## To be done
Convert all of the material below into a numbered list, one entry per line, skipping any blank lines and omitting the picture.

## Data to process
************

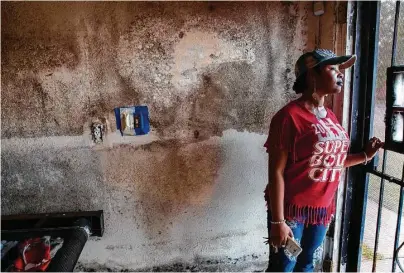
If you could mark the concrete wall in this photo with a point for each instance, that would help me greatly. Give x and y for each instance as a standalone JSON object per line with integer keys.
{"x": 212, "y": 74}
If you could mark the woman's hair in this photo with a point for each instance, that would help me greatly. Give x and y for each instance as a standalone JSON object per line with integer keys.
{"x": 300, "y": 84}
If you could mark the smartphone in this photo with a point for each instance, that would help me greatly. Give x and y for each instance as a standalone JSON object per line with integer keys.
{"x": 293, "y": 247}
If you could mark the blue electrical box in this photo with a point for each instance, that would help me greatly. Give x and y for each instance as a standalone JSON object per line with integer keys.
{"x": 132, "y": 120}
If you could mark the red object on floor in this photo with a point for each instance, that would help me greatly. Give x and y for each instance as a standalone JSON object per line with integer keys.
{"x": 34, "y": 255}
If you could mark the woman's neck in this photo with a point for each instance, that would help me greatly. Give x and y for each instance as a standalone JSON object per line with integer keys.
{"x": 313, "y": 100}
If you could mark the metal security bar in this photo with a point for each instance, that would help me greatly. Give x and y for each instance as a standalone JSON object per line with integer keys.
{"x": 367, "y": 23}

************

## Complete answer
1. If you could mark the concrete wall in this photo with a point for each instance, that would help me greatly. Give x and y for each instance as a standalone JSON object per line with integer keys.
2. {"x": 212, "y": 74}
3. If you could mark the woman's hair in this photo with a point for each instance, that would help me greatly. Give x and y for each instance as a standalone JSON object per line with integer keys.
4. {"x": 300, "y": 84}
5. If you could mark the smartphone in this photo with a point for each instance, that would help me greatly. Give x and y for each instance as a standalone JSON object per line with integer keys.
6. {"x": 293, "y": 247}
7. If you could mark the blue electrical box in this photo with a point for each instance, that would help me greatly. Give x and y for each instance as a standalone JSON object per line with integer keys.
8. {"x": 132, "y": 120}
9. If you could mark the red object on floor in this photo with a point for each instance, that would help me greatly. Give x and y for each instance as a standalone JSON object per line with integer keys.
10. {"x": 34, "y": 255}
11. If you could mark the woman's neck in this photo with a point for each instance, that would help me greatly. Give x and y for each instance as a standalone JSON object per line with integer keys.
12. {"x": 313, "y": 100}
13. If you could mark the metal security bar in this photo with a point for each instance, that would help me greatly. Give x and y for each instance as a standalone JSON object per line with integer keys.
14. {"x": 367, "y": 23}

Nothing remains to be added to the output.